━━ DATA LISTING

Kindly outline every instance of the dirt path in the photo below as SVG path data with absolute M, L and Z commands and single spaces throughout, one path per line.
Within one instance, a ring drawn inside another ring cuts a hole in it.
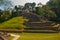
M 20 38 L 20 35 L 16 35 L 16 34 L 10 34 L 11 36 L 14 36 L 14 38 L 12 40 L 18 40 L 18 38 Z

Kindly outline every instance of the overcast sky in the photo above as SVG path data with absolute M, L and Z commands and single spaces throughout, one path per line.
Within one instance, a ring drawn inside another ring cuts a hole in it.
M 47 1 L 49 1 L 49 0 L 12 0 L 12 2 L 15 5 L 24 5 L 27 2 L 31 2 L 31 3 L 35 2 L 36 4 L 41 2 L 42 4 L 46 4 Z

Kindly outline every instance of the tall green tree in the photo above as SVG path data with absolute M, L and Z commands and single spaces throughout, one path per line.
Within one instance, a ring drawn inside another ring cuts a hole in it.
M 3 9 L 7 9 L 12 6 L 13 6 L 13 4 L 10 0 L 0 0 L 0 7 L 2 7 Z

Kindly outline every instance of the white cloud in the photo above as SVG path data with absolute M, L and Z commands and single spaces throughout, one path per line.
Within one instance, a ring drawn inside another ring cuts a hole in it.
M 24 5 L 27 2 L 35 2 L 39 3 L 41 2 L 42 4 L 46 4 L 47 1 L 49 0 L 11 0 L 15 5 Z

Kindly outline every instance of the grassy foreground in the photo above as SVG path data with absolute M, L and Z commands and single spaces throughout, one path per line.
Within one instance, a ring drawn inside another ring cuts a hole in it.
M 20 35 L 18 40 L 60 40 L 60 33 L 15 33 Z M 9 40 L 11 40 L 10 37 Z M 13 38 L 12 38 L 13 39 Z

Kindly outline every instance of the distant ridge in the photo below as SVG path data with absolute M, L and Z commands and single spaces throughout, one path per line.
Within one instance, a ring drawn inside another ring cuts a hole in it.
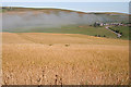
M 41 11 L 64 11 L 64 12 L 76 12 L 79 14 L 121 14 L 121 15 L 130 15 L 128 13 L 120 13 L 120 12 L 82 12 L 75 10 L 67 10 L 67 9 L 57 9 L 57 8 L 20 8 L 20 7 L 1 7 L 3 12 L 7 11 L 27 11 L 27 10 L 41 10 Z

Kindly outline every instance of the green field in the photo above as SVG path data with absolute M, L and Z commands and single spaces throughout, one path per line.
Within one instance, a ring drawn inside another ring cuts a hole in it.
M 31 27 L 29 27 L 31 28 Z M 16 28 L 15 30 L 10 30 L 11 33 L 57 33 L 57 34 L 82 34 L 90 36 L 117 38 L 115 34 L 105 29 L 105 27 L 94 27 L 88 25 L 69 25 L 53 28 L 44 27 L 33 27 L 33 28 Z
M 129 26 L 114 26 L 111 29 L 122 33 L 121 39 L 129 39 Z

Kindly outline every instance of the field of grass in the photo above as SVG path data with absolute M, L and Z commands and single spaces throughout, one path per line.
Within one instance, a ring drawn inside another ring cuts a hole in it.
M 2 33 L 4 85 L 127 85 L 129 41 L 80 34 Z
M 24 29 L 23 29 L 24 28 Z M 10 30 L 10 33 L 56 33 L 56 34 L 83 34 L 90 36 L 106 36 L 107 38 L 117 38 L 117 35 L 104 27 L 94 27 L 88 25 L 67 25 L 53 28 L 44 27 L 23 27 Z M 31 28 L 31 29 L 29 29 Z
M 122 33 L 121 39 L 129 39 L 129 26 L 114 26 L 111 29 Z

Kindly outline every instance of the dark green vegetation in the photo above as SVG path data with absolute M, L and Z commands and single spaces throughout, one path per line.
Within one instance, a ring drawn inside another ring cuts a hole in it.
M 121 39 L 129 39 L 129 26 L 112 26 L 110 29 L 121 34 L 122 36 L 120 37 Z
M 95 22 L 127 23 L 129 18 L 128 14 L 123 13 L 84 13 L 72 10 L 43 8 L 3 7 L 2 12 L 4 14 L 3 32 L 83 34 L 106 38 L 117 38 L 117 35 L 107 30 L 105 26 L 94 27 Z M 122 35 L 120 39 L 129 39 L 128 26 L 112 26 L 111 29 Z
M 11 33 L 56 33 L 56 34 L 83 34 L 96 37 L 117 38 L 117 36 L 105 29 L 105 27 L 94 27 L 88 25 L 69 25 L 55 28 L 34 27 L 32 29 L 17 28 Z

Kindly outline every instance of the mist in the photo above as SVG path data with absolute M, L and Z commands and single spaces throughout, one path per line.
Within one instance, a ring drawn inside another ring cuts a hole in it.
M 2 15 L 2 29 L 32 29 L 41 27 L 41 29 L 50 27 L 61 27 L 66 25 L 86 24 L 92 25 L 95 22 L 122 22 L 127 21 L 126 15 L 110 15 L 110 14 L 79 14 L 76 12 L 24 12 L 24 13 L 3 13 Z

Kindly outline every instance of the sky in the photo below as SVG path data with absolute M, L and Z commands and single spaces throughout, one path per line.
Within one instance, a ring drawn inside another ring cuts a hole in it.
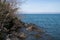
M 21 9 L 25 13 L 60 13 L 60 0 L 26 0 Z

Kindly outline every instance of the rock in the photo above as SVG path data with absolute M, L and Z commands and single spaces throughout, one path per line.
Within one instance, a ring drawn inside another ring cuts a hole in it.
M 25 38 L 26 38 L 25 33 L 19 33 L 18 36 L 19 36 L 19 38 L 21 38 L 21 39 L 25 39 Z

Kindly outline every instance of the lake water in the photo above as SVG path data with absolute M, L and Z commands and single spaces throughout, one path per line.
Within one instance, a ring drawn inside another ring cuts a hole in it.
M 60 14 L 23 14 L 22 21 L 34 23 L 46 31 L 47 34 L 60 40 Z

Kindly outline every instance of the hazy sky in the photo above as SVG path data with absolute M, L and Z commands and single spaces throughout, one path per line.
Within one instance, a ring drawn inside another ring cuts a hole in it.
M 60 12 L 60 0 L 27 0 L 21 8 L 26 13 Z

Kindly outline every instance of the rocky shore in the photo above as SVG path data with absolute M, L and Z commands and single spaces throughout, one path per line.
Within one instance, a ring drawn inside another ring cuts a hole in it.
M 12 23 L 11 23 L 12 24 Z M 6 26 L 6 25 L 5 25 Z M 0 28 L 0 40 L 51 40 L 45 31 L 35 24 L 26 24 L 21 20 L 15 20 L 12 27 Z

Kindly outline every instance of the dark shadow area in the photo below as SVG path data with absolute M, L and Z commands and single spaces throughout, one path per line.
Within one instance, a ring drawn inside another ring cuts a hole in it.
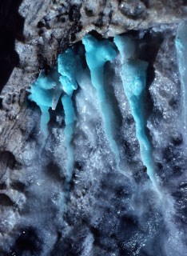
M 14 50 L 15 39 L 23 41 L 24 18 L 18 14 L 22 0 L 0 1 L 0 93 L 8 82 L 19 57 Z
M 11 255 L 40 255 L 42 241 L 34 227 L 29 226 L 20 231 Z
M 11 170 L 14 170 L 18 164 L 19 165 L 16 161 L 15 156 L 10 151 L 0 152 L 0 163 L 1 162 Z

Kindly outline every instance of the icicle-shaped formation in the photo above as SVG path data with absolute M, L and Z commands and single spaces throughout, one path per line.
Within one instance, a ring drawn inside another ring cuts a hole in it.
M 71 49 L 68 49 L 64 54 L 60 54 L 58 58 L 58 70 L 61 74 L 60 82 L 65 94 L 62 97 L 62 102 L 65 112 L 65 144 L 67 153 L 66 162 L 66 182 L 72 178 L 74 168 L 74 150 L 71 146 L 72 135 L 74 133 L 75 113 L 72 102 L 72 94 L 78 88 L 75 80 L 76 59 Z
M 181 22 L 177 28 L 175 45 L 181 86 L 181 111 L 184 129 L 184 142 L 187 147 L 187 22 Z
M 39 74 L 38 78 L 31 85 L 31 88 L 29 90 L 31 93 L 29 95 L 29 99 L 36 102 L 42 112 L 40 126 L 45 139 L 48 136 L 49 110 L 54 105 L 54 88 L 57 84 L 58 82 L 50 77 L 50 74 L 46 75 L 42 71 Z M 58 99 L 55 100 L 55 102 L 58 101 Z
M 136 57 L 136 45 L 128 36 L 116 36 L 114 42 L 121 55 L 121 77 L 125 94 L 129 102 L 132 115 L 136 124 L 136 135 L 140 144 L 141 157 L 147 167 L 147 174 L 153 186 L 157 181 L 151 158 L 150 144 L 145 132 L 142 110 L 142 94 L 146 84 L 148 63 Z
M 117 53 L 113 44 L 108 40 L 97 41 L 90 34 L 86 35 L 82 42 L 86 48 L 86 58 L 91 73 L 91 81 L 96 89 L 97 97 L 100 104 L 101 112 L 103 116 L 104 130 L 110 148 L 116 158 L 119 168 L 120 154 L 117 145 L 113 139 L 111 113 L 106 102 L 104 87 L 104 66 L 107 61 L 113 60 Z

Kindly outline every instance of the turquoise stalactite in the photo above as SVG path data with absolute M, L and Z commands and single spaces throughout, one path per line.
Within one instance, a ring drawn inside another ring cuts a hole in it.
M 177 58 L 178 62 L 178 70 L 181 86 L 181 114 L 183 119 L 184 129 L 184 142 L 185 147 L 187 147 L 187 22 L 182 22 L 179 24 L 175 46 L 177 50 Z
M 151 148 L 145 132 L 145 122 L 142 110 L 142 95 L 146 85 L 148 63 L 136 57 L 136 44 L 131 38 L 116 36 L 114 42 L 121 54 L 122 64 L 121 77 L 124 91 L 135 121 L 136 135 L 140 145 L 141 157 L 144 165 L 147 167 L 147 174 L 150 180 L 157 188 Z
M 86 48 L 86 58 L 91 74 L 92 84 L 96 89 L 97 97 L 100 104 L 103 117 L 105 136 L 109 141 L 111 151 L 115 155 L 117 167 L 120 163 L 120 154 L 117 145 L 113 139 L 110 112 L 106 101 L 104 87 L 104 66 L 107 61 L 112 61 L 117 55 L 113 45 L 108 40 L 97 41 L 92 35 L 88 34 L 82 42 Z
M 62 83 L 64 94 L 62 97 L 62 102 L 65 112 L 65 144 L 67 153 L 66 162 L 66 182 L 69 182 L 72 178 L 74 168 L 74 150 L 71 146 L 71 140 L 74 129 L 76 115 L 72 102 L 72 94 L 78 88 L 75 79 L 76 59 L 71 49 L 68 49 L 64 54 L 58 56 L 58 70 L 61 76 L 59 81 Z
M 31 94 L 29 99 L 36 102 L 40 107 L 41 116 L 41 130 L 45 138 L 48 136 L 47 124 L 50 121 L 49 110 L 53 106 L 54 88 L 57 82 L 49 75 L 46 75 L 42 71 L 38 79 L 31 85 L 29 90 Z

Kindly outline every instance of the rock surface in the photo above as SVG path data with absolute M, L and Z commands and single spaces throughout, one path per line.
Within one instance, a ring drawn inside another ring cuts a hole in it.
M 2 1 L 0 10 L 6 34 L 0 39 L 0 254 L 185 255 L 187 159 L 174 40 L 186 16 L 185 1 L 9 0 Z M 60 104 L 50 112 L 50 136 L 38 154 L 40 111 L 27 100 L 26 90 L 41 70 L 48 72 L 56 64 L 59 53 L 79 46 L 90 31 L 98 38 L 133 34 L 138 57 L 149 62 L 144 109 L 161 203 L 141 160 L 117 62 L 115 68 L 106 65 L 105 82 L 116 113 L 124 174 L 115 170 L 91 85 L 74 98 L 75 162 L 66 214 Z

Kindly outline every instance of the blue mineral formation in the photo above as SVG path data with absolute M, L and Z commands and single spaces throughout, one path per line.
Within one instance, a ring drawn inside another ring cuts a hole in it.
M 78 88 L 75 80 L 76 59 L 71 49 L 68 49 L 64 54 L 58 56 L 58 70 L 60 76 L 60 82 L 64 91 L 62 97 L 62 102 L 65 112 L 65 146 L 66 148 L 66 182 L 70 182 L 72 178 L 74 168 L 74 150 L 71 146 L 71 140 L 74 129 L 74 121 L 76 118 L 74 109 L 72 102 L 72 94 Z
M 54 106 L 54 88 L 56 86 L 57 82 L 50 74 L 46 75 L 44 71 L 42 71 L 38 78 L 31 85 L 31 88 L 29 90 L 31 93 L 29 95 L 29 99 L 34 102 L 40 107 L 42 112 L 40 126 L 45 138 L 48 136 L 49 110 Z
M 104 66 L 107 61 L 112 61 L 117 55 L 113 45 L 108 40 L 97 41 L 90 34 L 86 35 L 82 42 L 86 49 L 86 58 L 91 74 L 92 84 L 96 89 L 106 138 L 113 153 L 117 168 L 120 163 L 120 154 L 113 134 L 111 112 L 106 100 L 104 86 Z
M 175 45 L 177 49 L 177 58 L 181 86 L 181 115 L 182 128 L 184 131 L 184 142 L 187 147 L 187 22 L 182 22 L 177 28 Z
M 147 167 L 147 174 L 157 187 L 149 142 L 145 132 L 145 122 L 142 109 L 142 95 L 146 84 L 148 63 L 136 57 L 135 42 L 129 36 L 116 36 L 114 42 L 121 60 L 121 77 L 136 124 L 136 135 L 140 145 L 141 157 Z

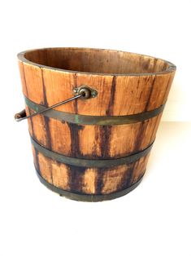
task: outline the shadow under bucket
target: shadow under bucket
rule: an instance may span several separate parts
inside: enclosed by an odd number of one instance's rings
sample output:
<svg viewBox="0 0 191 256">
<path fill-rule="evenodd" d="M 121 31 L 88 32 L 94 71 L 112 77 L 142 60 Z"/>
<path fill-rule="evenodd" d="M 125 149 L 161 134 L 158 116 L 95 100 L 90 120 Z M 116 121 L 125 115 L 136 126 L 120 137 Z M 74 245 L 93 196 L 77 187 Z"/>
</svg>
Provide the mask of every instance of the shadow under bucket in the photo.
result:
<svg viewBox="0 0 191 256">
<path fill-rule="evenodd" d="M 176 72 L 134 53 L 45 48 L 18 55 L 37 175 L 68 198 L 98 201 L 134 189 L 146 169 Z"/>
</svg>

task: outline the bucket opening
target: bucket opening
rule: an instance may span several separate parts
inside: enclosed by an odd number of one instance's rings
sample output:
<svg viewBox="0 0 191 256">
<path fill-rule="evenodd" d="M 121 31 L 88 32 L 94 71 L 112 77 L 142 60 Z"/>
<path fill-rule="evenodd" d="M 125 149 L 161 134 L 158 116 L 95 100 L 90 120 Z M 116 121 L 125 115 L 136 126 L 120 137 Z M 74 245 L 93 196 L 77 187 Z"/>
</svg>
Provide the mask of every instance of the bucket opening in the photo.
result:
<svg viewBox="0 0 191 256">
<path fill-rule="evenodd" d="M 37 49 L 21 53 L 21 57 L 23 61 L 51 68 L 101 74 L 158 73 L 169 72 L 174 67 L 166 60 L 151 56 L 92 48 Z"/>
</svg>

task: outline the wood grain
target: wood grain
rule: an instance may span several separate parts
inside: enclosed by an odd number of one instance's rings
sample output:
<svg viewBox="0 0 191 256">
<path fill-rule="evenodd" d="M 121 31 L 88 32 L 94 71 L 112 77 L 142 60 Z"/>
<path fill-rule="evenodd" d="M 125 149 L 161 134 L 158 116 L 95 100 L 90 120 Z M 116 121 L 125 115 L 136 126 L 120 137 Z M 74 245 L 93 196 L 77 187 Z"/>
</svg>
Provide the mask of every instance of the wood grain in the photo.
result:
<svg viewBox="0 0 191 256">
<path fill-rule="evenodd" d="M 155 109 L 167 99 L 176 67 L 165 60 L 111 50 L 48 48 L 19 54 L 24 95 L 51 106 L 86 85 L 97 97 L 55 109 L 89 116 L 124 116 Z M 33 110 L 26 106 L 27 114 Z M 162 113 L 118 126 L 76 125 L 42 115 L 28 119 L 30 135 L 41 145 L 72 157 L 110 159 L 143 150 L 155 139 Z M 108 194 L 128 188 L 143 175 L 149 154 L 113 168 L 82 168 L 59 163 L 33 148 L 34 164 L 50 183 L 64 190 Z"/>
</svg>

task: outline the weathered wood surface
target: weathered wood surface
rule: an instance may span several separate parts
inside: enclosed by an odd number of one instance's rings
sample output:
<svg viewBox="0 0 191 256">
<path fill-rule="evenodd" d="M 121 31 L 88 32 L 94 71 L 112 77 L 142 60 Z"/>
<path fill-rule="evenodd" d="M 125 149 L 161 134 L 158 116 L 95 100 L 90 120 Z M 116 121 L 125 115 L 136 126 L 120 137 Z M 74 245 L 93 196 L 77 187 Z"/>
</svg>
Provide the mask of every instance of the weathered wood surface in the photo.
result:
<svg viewBox="0 0 191 256">
<path fill-rule="evenodd" d="M 96 98 L 77 99 L 55 109 L 90 116 L 130 115 L 160 107 L 167 101 L 176 70 L 159 59 L 108 50 L 45 49 L 19 55 L 19 60 L 26 97 L 50 106 L 72 97 L 73 88 L 86 85 L 98 90 Z M 33 113 L 28 107 L 26 111 Z M 39 115 L 28 119 L 28 127 L 40 144 L 56 152 L 87 159 L 119 158 L 147 148 L 154 140 L 161 116 L 102 126 L 69 124 Z M 105 171 L 79 170 L 33 152 L 36 168 L 48 182 L 93 194 L 130 186 L 143 174 L 148 161 L 145 157 Z"/>
</svg>

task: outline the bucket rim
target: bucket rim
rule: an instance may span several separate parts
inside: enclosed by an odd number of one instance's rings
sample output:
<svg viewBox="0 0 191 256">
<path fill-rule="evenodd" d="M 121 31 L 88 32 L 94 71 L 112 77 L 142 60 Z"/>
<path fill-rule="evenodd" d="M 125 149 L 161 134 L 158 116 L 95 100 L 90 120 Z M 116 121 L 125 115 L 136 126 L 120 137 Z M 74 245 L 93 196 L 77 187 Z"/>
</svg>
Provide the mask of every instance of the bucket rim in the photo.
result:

━━━━

- **EXERCISE DESCRIPTION**: Return the data exactly, from its first line through the line containing "M 47 1 L 49", with both of those lines included and the pictures left out.

- **EXPECTED OUTPUT**:
Kindly outline every instance of the dirt path in the photo below as SVG path data with absolute M, L and Z commands and single spaces throughout, one path per line.
Within one instance, a ring drawn inside another ring cuts a hole in it.
M 20 38 L 20 35 L 16 35 L 16 34 L 10 34 L 11 36 L 14 36 L 14 38 L 12 40 L 18 40 L 18 38 Z

Kindly outline every instance of the overcast sky in the photo above as SVG path data with absolute M, L and Z commands and single spaces throughout, one path per line.
Within one instance, a ring drawn inside another ring cuts a hole in it.
M 47 1 L 49 1 L 49 0 L 12 0 L 12 2 L 15 5 L 24 5 L 27 2 L 31 2 L 31 3 L 35 2 L 36 4 L 41 2 L 42 4 L 46 4 Z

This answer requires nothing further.